Your goal:
Pull out the stretch of lines below, from the one containing "soldier and record the coordinates." through the end of the records, and reproduce them word for word.

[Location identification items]

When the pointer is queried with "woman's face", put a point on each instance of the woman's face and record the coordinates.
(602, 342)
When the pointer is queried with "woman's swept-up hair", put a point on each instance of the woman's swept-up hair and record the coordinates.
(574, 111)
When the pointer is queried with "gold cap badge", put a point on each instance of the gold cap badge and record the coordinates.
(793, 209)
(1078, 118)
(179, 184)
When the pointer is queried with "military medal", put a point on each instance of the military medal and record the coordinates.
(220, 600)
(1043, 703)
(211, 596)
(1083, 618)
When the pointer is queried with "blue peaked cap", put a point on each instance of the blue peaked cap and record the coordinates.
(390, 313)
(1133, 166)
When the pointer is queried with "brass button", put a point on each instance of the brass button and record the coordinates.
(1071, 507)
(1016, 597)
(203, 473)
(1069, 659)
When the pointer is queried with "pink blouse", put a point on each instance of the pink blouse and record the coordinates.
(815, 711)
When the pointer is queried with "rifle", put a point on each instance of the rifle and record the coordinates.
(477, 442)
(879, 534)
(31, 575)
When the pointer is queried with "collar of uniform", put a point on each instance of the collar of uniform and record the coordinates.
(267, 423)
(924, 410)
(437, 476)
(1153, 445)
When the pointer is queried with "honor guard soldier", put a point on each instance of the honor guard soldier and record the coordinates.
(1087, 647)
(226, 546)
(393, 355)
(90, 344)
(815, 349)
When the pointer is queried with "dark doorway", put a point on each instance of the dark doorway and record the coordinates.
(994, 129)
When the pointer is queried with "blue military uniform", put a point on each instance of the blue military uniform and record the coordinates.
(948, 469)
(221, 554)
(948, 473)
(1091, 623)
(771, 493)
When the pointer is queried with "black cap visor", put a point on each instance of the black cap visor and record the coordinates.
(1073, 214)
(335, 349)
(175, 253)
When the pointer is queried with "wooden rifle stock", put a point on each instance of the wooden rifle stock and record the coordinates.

The solution:
When the pointer is queried with "honor guard soldier", put a point on each instance of the honor guard soldier and record the coordinates.
(1087, 647)
(226, 546)
(393, 355)
(90, 344)
(815, 349)
When the pointer is queried with "dark doorway", put a point on each instance of the dark doorway and record the coordinates.
(994, 129)
When the pointer is queried with "blue military uniform", put a point on each instance of the blue military uniform and record the coordinates.
(948, 469)
(221, 554)
(948, 473)
(1091, 623)
(771, 493)
When the pointer is queried with "black cap visor", put a point on each instance of the black cap visor and record the coordinates.
(1073, 214)
(335, 349)
(175, 253)
When the pointer is queried with "wooden rifle stock", put a point on each instance of the wooden rifle stock and record the coordinates.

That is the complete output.